═══ Stored rows ═══

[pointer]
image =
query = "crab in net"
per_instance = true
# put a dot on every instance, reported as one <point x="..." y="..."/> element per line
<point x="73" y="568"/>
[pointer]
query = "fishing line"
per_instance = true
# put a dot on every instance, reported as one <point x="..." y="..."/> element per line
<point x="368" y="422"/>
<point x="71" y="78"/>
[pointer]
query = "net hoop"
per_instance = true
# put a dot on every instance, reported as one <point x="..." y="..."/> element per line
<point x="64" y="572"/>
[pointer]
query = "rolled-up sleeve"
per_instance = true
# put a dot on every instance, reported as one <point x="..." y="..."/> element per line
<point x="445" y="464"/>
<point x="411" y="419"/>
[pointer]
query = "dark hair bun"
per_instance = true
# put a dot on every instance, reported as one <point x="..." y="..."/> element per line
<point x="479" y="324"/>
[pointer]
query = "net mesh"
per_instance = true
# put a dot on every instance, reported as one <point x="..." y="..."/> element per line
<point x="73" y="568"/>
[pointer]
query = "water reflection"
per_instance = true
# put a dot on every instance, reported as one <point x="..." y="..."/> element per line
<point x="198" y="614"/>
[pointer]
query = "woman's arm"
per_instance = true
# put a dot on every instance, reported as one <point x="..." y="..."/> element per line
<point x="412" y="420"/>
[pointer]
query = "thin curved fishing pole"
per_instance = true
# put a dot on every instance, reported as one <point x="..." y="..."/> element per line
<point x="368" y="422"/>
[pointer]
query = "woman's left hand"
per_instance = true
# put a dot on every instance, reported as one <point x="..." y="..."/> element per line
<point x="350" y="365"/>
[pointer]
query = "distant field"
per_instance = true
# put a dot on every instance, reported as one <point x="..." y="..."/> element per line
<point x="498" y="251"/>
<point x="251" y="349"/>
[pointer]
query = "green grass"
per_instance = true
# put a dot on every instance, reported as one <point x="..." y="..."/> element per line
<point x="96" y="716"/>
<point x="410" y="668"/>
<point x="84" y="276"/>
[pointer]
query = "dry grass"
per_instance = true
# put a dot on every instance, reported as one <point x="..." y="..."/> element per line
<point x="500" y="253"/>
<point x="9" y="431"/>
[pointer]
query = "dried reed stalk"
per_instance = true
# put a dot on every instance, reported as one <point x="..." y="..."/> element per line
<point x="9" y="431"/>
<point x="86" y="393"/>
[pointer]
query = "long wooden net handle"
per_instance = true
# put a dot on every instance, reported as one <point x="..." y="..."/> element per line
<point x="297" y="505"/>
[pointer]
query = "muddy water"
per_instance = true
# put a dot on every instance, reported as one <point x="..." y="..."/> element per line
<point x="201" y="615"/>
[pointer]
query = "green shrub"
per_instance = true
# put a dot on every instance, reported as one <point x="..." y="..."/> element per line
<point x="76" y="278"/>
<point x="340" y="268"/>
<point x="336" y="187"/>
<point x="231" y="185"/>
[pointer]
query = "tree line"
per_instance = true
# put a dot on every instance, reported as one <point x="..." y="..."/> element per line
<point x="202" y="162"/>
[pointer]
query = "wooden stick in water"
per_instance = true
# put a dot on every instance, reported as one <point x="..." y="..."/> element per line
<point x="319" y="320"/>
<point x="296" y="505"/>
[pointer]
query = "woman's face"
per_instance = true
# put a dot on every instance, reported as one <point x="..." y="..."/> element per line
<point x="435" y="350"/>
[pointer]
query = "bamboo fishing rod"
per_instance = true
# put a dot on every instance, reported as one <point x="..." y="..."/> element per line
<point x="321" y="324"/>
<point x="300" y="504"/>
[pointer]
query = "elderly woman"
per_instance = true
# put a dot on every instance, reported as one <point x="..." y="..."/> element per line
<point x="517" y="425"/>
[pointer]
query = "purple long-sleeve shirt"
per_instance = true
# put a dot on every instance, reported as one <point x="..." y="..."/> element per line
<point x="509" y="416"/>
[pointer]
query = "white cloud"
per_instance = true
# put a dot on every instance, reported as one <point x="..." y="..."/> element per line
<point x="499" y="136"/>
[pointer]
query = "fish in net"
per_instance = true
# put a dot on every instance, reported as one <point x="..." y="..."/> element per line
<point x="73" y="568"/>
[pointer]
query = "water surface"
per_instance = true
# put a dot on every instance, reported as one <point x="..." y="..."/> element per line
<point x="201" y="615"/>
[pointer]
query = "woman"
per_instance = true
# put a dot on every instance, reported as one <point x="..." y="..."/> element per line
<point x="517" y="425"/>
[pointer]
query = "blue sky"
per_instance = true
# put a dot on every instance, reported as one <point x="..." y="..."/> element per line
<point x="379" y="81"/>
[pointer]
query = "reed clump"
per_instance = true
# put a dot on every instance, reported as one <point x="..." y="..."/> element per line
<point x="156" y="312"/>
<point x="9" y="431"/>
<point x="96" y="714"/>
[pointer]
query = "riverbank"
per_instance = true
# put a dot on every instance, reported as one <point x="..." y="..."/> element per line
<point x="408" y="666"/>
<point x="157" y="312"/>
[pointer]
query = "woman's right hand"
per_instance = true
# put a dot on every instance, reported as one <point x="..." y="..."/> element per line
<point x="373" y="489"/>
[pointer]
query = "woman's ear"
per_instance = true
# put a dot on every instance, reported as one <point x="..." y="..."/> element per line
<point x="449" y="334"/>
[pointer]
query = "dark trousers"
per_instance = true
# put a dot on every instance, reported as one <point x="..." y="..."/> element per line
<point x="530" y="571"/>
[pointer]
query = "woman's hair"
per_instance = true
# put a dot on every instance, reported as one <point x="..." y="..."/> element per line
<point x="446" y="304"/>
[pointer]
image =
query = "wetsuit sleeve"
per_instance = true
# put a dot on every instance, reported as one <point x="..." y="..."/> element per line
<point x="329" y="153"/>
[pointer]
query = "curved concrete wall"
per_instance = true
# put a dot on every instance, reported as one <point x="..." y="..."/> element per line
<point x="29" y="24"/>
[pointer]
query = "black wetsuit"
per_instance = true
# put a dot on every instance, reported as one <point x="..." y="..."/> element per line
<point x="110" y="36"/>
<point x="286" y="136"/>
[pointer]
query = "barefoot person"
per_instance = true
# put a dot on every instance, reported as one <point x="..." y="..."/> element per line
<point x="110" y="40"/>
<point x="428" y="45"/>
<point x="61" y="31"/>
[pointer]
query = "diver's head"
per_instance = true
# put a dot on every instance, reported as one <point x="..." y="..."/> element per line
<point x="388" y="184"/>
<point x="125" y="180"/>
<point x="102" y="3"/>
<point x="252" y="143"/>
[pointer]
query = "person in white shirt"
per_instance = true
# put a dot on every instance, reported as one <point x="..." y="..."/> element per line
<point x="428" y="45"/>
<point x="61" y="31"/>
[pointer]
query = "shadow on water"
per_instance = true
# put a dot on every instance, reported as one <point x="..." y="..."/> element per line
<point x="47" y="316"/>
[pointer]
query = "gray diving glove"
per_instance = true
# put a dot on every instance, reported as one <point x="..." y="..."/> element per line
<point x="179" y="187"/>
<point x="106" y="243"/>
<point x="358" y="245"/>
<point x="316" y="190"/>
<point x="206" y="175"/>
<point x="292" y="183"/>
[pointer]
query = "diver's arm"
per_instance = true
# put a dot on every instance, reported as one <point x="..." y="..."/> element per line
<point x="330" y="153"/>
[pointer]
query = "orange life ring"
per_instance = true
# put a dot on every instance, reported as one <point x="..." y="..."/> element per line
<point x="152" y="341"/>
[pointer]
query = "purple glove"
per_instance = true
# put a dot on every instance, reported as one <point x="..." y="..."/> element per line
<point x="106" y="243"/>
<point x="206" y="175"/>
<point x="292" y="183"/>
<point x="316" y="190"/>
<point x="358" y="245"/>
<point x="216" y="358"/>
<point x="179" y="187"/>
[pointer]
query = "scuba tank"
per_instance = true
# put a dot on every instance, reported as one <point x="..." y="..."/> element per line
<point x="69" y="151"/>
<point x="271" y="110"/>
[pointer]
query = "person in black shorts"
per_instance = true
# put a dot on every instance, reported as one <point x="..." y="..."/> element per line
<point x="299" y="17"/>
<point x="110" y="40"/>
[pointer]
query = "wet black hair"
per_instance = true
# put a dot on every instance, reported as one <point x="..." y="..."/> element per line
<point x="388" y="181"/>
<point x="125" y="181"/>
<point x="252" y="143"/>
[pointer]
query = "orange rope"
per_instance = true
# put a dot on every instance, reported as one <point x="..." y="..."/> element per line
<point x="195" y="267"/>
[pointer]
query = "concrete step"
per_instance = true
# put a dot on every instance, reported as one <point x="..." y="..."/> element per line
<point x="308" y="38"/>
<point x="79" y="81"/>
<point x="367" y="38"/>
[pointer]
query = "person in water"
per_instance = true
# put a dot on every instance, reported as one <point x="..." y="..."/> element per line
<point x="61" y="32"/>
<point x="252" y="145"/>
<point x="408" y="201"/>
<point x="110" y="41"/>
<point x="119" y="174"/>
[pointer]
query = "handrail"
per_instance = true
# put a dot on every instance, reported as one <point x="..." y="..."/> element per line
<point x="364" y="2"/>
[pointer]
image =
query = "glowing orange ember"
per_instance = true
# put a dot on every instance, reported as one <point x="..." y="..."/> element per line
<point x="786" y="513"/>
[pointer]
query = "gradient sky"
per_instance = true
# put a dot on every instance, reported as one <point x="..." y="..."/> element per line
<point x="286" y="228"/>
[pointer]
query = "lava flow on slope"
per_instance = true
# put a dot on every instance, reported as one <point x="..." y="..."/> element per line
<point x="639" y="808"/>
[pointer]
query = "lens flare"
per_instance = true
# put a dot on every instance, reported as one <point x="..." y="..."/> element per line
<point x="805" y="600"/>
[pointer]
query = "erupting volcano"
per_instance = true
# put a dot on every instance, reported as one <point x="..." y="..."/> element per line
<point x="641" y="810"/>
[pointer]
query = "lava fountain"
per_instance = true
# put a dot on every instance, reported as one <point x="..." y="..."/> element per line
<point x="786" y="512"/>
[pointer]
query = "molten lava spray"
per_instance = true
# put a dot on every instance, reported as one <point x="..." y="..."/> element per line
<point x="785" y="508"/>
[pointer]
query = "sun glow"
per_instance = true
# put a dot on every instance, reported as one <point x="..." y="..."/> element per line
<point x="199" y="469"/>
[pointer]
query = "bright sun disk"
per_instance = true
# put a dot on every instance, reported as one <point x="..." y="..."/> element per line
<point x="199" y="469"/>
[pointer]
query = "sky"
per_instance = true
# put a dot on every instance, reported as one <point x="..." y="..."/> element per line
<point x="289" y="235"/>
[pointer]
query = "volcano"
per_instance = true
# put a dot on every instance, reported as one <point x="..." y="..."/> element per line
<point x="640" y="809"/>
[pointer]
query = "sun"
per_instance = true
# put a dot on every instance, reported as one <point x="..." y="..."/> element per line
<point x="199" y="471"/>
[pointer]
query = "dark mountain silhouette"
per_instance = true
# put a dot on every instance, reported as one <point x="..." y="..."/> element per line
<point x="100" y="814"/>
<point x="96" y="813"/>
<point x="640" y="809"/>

═══

▸ Required task: Count the lines in the records that contain the word "sleeve" and reply with only that number.

▸ Result for this task: 3